» Objetivo do exercício
Devolva, sem mudar nenhuma palavra, tudo o que vai desde "Onde estão as" até "em minha casa." no relato da fuga sob bombardeio.

» Texto de origem

***

Mas foi na última daquelas viagens que por pouco não morri. Sabíamos que ao chegar á ponte destruída não teriamos como atravessar o rio, mas naquele período, para fugir da linha de fogo que se aproximava, muitas pessoas passaram a utilizar charretes para transportar seus pertences. De fato, ao chegar ao local encontramos outros em apuros. Minhã mãe, então, propôs que os mais fortes transladassem uma por uma todas as charretes enquanto os demais permaneceriam tomando conta delas onde estivessem paradas. Como dera a ideia, a nossa foi a primeira. Travessia, feita, permaneci ao lado dela a uns 300 metros além da margem do rio enquanto minha mãe e as demais pessoas retornavam para buscar a segunda.
Se há momentos em que o tempo é similar a uma rajada de vento este foi um deles. Estava pensando na possibilidade de ataque aéreo, porque o comando alemão estava a uns 500 metros á minha direita, quando ouvi o ronco dos motores se aproximando. Olhei na direção em que minha mãe ira e, não a vendo, deitei sob a charrete. Tinha ciência, entretanto, que a carga daquele dia, móveis, não oferecia nenhuma proteção. Assim, quando as primeira rajadas destroçaram parte deles, e os fragmentos dos projéteis antiaéreos, ao cair, passaram a levantar pequenas nuves de pó ao meu redor, decidi que devia saír dali para me abrigar em uma casa que distava cerca de 300 metros á minha direita, se conseguísse chegar, claro. Corri loucamente pela estrada de terra que levava até ela porque o o zunido das balas, as explosões e a queda dos fragmentos ao meu redor eram estímulo efetivo. Como a porta estava aberta, entrei. No saguão havia dois imensos toneis, um de cada lado, daqueles que contém vinho para envelhecer e atrás deles um velhinho orando.
Onde estão as demais pessoas da casa, perguntei? Naquele abrigo ali adiante, respondeu. É seguro, insisti. Claro, foi escavado sob a rocha da montanha. Porque o Senhor permaneceu aqui? Sou velho, se tiver que morrer, prefiro morrer em minha casa.
O Sr. é louco respondi, aprontando-me para sair. O louco é você, garoto, disse ele, tentando me segurar, porque não vai chegar vivo. Sai correndo até que fui jogado longe pela chicoteada de ar provocada pela bomba que ao explodir transformara a casa em que estivera em um monte de ruínas. Semi desmaiado, fui carregado até o abrigo.

***

» Os dados
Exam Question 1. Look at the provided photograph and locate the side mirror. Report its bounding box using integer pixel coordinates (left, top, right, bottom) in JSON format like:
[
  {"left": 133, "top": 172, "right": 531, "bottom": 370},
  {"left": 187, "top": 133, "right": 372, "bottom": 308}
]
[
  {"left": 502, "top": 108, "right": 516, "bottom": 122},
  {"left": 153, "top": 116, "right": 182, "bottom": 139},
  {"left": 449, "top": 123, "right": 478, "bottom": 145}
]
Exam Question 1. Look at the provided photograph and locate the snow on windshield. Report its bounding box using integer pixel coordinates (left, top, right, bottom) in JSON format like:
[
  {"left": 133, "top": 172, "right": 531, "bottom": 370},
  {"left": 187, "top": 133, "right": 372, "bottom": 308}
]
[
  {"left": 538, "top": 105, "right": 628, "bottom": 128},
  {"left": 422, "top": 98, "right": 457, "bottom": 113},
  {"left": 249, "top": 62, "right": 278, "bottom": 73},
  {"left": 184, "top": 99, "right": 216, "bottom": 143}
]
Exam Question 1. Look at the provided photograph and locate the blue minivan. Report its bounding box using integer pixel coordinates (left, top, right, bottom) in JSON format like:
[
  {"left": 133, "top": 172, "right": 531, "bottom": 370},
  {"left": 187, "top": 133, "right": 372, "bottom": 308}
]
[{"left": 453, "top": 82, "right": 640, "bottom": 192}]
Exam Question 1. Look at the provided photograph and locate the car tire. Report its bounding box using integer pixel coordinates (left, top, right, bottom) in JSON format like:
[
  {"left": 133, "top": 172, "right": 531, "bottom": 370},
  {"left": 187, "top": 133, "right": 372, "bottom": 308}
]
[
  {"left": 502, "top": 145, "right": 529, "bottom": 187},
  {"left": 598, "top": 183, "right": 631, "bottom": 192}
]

***

» Resultado da tarefa
Onde estão as demais pessoas da casa, perguntei? Naquele abrigo ali adiante, respondeu. É seguro, insisti. Claro, foi escavado sob a rocha da montanha. Porque o Senhor permaneceu aqui? Sou velho, se tiver que morrer, prefiro morrer em minha casa.